▶ Task A
Format the entries, from the first one up to and including the line with "(1338, 345)", as a two-column CSV with the columns guideline and points. Give one row per guideline, put each field in quotation marks, and replace line breaks with spaces.

+ + +

The Silence of the Girls by Pat Barker Arabella Currie
ARABELLA CURRIE
The Silence of the Girls By Pat Barker Hamish Hamilton £18.99 Oldie price £16.90 inc p&p
Barker’s retelling of the Trojan War resembles the dazzled seconds after stepping inside from bright sunlight: the ‘shadowless glare’, as Barker puts it, while your eyeballs reboot. It describes such seconds brilliantly – its protagonist stumbling as she shelters from the invading Greeks or encounters the dark murk of a ship’s ‘underbelly’.
With its puzzling combination of old and new, tradition and innovation, the book itself moves in and out of shadows, swimming strangely between darkness and light.
On the one hand, it seeks to break the silence of the forgotten women of the Trojan War. Its focus is Briseis, the slave of Achilles who is seized by Agamemnon in the quarrel that leads to Achilles’s fatal withdrawal from battle.

+ + +

▶ Task B
Copy the review of The Silence of the Girls word for word, from "The Silence of the Girls by Pat Barker Arabella" up to and including "darkness and light.".

+ + +

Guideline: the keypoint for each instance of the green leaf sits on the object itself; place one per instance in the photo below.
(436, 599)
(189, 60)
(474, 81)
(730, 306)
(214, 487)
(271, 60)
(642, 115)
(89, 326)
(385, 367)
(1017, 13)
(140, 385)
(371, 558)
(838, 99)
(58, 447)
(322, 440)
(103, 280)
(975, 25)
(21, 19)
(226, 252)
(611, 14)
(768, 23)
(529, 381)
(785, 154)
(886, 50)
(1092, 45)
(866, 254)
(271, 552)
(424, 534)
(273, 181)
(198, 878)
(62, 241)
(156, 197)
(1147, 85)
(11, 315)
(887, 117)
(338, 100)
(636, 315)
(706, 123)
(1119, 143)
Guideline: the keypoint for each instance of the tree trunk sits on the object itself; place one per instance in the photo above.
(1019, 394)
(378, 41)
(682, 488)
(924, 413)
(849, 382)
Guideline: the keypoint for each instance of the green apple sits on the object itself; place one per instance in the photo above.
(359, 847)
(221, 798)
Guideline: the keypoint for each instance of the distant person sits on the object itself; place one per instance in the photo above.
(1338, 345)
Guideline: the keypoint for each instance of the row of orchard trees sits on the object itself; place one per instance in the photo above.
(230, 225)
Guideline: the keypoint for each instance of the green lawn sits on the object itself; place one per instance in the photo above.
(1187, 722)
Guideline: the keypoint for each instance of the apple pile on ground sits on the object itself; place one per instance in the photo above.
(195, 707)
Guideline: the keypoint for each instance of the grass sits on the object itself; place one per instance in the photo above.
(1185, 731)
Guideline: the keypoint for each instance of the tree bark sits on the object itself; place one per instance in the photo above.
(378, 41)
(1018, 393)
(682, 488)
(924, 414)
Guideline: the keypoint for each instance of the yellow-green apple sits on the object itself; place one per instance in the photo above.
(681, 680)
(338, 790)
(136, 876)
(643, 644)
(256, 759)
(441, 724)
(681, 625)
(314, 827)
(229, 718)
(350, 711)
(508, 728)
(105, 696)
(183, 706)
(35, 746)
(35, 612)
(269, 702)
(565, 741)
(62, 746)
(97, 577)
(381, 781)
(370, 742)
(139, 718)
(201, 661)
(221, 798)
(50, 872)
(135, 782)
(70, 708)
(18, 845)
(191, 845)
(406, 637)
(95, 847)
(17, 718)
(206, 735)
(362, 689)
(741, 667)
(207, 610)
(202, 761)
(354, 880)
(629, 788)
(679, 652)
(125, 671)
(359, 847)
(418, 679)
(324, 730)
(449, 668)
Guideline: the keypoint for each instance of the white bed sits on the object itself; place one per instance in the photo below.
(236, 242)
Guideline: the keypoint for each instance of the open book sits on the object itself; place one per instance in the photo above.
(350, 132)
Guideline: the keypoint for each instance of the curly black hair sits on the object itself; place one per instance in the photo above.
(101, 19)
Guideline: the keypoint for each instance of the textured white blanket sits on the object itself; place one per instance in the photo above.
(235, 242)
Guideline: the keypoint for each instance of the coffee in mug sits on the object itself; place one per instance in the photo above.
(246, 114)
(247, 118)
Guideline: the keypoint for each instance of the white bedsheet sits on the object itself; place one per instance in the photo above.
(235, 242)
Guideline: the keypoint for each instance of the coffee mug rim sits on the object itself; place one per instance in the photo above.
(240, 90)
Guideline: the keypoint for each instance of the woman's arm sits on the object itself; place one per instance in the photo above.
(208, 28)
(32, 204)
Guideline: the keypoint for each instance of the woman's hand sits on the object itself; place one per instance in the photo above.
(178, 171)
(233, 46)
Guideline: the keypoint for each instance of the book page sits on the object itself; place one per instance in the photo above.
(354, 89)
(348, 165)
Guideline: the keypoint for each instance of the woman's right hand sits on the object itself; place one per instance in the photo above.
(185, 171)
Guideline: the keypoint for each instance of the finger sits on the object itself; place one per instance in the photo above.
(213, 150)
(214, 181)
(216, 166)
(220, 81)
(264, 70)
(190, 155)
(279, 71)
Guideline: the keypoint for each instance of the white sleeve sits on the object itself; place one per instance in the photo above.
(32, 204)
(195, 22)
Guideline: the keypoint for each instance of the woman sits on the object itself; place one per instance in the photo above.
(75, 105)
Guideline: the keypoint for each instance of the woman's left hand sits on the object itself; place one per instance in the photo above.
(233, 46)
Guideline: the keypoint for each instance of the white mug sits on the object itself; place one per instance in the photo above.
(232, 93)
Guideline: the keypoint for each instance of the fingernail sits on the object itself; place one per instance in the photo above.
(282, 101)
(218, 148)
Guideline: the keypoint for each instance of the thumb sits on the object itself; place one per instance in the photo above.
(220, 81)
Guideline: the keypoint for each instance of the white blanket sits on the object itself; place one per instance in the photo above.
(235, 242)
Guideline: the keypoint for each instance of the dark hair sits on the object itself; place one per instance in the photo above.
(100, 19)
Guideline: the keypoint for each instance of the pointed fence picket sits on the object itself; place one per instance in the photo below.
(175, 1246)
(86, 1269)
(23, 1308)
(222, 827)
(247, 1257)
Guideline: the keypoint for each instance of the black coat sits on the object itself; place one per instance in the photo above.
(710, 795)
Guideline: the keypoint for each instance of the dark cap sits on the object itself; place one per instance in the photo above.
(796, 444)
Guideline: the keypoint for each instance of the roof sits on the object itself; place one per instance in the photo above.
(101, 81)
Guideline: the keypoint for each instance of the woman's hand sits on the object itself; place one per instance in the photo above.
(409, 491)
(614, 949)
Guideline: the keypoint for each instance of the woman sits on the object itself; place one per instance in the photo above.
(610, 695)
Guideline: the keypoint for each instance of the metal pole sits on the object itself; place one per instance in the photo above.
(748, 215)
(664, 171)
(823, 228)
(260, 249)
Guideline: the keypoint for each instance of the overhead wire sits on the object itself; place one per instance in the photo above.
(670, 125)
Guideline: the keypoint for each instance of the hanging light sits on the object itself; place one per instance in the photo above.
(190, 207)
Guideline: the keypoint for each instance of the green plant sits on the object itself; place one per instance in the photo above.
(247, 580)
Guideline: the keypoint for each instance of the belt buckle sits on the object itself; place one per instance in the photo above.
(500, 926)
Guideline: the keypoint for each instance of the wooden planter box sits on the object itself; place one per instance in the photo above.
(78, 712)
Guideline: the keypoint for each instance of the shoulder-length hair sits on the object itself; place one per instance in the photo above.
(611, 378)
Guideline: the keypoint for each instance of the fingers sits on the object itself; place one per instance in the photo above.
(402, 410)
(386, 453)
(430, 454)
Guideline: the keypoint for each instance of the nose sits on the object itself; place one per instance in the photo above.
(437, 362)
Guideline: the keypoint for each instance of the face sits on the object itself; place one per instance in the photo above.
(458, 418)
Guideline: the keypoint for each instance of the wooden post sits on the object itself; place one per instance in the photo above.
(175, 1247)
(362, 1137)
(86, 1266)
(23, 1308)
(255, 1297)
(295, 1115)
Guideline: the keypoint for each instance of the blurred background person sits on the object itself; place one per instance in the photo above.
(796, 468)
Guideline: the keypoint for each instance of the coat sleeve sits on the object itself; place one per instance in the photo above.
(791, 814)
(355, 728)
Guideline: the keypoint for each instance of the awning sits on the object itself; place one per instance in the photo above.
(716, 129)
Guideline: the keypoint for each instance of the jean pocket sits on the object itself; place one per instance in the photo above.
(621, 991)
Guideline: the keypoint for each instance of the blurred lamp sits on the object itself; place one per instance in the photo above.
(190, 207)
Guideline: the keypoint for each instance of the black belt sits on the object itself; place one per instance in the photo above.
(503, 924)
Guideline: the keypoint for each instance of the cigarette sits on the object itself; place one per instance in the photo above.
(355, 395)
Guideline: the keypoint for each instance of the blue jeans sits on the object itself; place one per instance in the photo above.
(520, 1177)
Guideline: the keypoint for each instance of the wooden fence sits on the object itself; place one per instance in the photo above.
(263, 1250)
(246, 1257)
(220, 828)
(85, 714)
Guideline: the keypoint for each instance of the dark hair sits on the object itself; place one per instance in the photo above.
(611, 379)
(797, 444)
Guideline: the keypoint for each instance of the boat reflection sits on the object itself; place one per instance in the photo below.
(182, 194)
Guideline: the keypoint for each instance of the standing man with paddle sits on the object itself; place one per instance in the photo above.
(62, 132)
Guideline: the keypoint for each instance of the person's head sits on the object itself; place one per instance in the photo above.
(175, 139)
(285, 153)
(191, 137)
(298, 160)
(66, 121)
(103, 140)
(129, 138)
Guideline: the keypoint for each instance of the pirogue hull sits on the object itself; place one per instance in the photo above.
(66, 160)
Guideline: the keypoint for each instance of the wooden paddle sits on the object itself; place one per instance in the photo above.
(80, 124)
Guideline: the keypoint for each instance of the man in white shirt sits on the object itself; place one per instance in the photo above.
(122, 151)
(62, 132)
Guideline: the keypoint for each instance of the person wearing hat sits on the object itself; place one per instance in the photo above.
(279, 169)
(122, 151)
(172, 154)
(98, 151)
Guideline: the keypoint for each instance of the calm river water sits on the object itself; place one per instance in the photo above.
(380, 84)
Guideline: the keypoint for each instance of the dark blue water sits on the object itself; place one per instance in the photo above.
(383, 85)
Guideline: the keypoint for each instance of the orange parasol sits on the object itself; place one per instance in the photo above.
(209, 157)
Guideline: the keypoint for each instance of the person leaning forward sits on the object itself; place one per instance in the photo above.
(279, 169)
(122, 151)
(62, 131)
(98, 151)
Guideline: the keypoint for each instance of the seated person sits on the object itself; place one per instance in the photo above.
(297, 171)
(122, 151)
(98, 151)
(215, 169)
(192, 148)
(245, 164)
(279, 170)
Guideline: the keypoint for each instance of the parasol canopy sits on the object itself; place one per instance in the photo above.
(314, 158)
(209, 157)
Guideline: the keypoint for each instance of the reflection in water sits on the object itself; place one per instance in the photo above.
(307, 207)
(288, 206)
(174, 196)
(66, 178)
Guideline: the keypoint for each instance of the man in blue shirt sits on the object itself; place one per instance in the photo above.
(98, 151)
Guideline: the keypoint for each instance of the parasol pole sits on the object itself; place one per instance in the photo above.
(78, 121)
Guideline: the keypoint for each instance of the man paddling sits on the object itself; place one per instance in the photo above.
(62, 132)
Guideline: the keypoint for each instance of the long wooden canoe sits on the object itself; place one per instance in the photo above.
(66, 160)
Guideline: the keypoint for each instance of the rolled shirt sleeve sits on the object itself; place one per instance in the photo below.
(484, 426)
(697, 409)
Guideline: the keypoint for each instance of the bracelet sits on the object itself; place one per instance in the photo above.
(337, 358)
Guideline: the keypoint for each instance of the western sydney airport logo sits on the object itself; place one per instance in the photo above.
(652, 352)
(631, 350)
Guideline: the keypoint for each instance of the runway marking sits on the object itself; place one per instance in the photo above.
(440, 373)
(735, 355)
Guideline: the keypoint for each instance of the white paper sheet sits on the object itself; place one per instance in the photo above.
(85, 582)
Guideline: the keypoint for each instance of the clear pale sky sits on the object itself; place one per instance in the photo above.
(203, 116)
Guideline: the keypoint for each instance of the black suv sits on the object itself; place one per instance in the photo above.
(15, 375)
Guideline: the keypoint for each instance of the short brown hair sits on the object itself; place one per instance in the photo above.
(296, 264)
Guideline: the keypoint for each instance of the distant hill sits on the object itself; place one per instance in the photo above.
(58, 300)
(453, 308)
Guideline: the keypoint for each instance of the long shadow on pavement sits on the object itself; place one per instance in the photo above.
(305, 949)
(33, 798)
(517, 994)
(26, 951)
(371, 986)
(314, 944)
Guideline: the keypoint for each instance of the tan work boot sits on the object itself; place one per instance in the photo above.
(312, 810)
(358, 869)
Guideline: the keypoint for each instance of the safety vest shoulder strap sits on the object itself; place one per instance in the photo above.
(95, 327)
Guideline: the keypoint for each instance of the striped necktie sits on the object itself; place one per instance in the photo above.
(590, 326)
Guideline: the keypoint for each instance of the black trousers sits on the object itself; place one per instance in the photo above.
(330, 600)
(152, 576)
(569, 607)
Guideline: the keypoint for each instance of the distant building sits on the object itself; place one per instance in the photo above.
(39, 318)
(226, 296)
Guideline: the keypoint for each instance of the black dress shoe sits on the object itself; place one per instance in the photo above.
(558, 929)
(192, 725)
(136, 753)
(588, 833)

+ + +

▶ Full output A
guideline,points
"Guideline: the keypoint for each instance of the green leaf sits on the object itself; place one per instance in the photo below.","(436, 599) (189, 60) (474, 81) (730, 306) (214, 487) (271, 60) (642, 115) (89, 326) (385, 367) (1017, 13) (140, 385) (371, 558) (838, 99) (58, 447) (322, 440) (103, 280) (975, 25) (21, 19) (226, 252) (611, 14) (768, 23) (529, 381) (785, 154) (886, 50) (1092, 45) (866, 254) (271, 552) (424, 534) (273, 181) (198, 878) (62, 241) (156, 197) (1147, 85) (11, 315) (887, 117) (338, 100) (636, 315) (706, 123) (1119, 143)"
"Guideline: the keypoint for each instance of the tree trunk sits on the object itself; place one per instance in the photo above.","(1019, 394) (378, 41) (682, 488) (924, 413) (849, 382)"
"Guideline: the keypoint for each instance of the green apple sits on the object itself; place one per instance in the photo above.","(359, 847) (221, 798)"
"Guideline: the keypoint for each instance of the distant person sits on the object itself; place one per instance in the photo above.","(1338, 345)"

▶ Full output B
The Silence of the Girls by Pat Barker Arabella Currie
ARABELLA CURRIE
The Silence of the Girls By Pat Barker Hamish Hamilton £18.99 Oldie price £16.90 inc p&p
Barker’s retelling of the Trojan War resembles the dazzled seconds after stepping inside from bright sunlight: the ‘shadowless glare’, as Barker puts it, while your eyeballs reboot. It describes such seconds brilliantly – its protagonist stumbling as she shelters from the invading Greeks or encounters the dark murk of a ship’s ‘underbelly’.
With its puzzling combination of old and new, tradition and innovation, the book itself moves in and out of shadows, swimming strangely between darkness and light.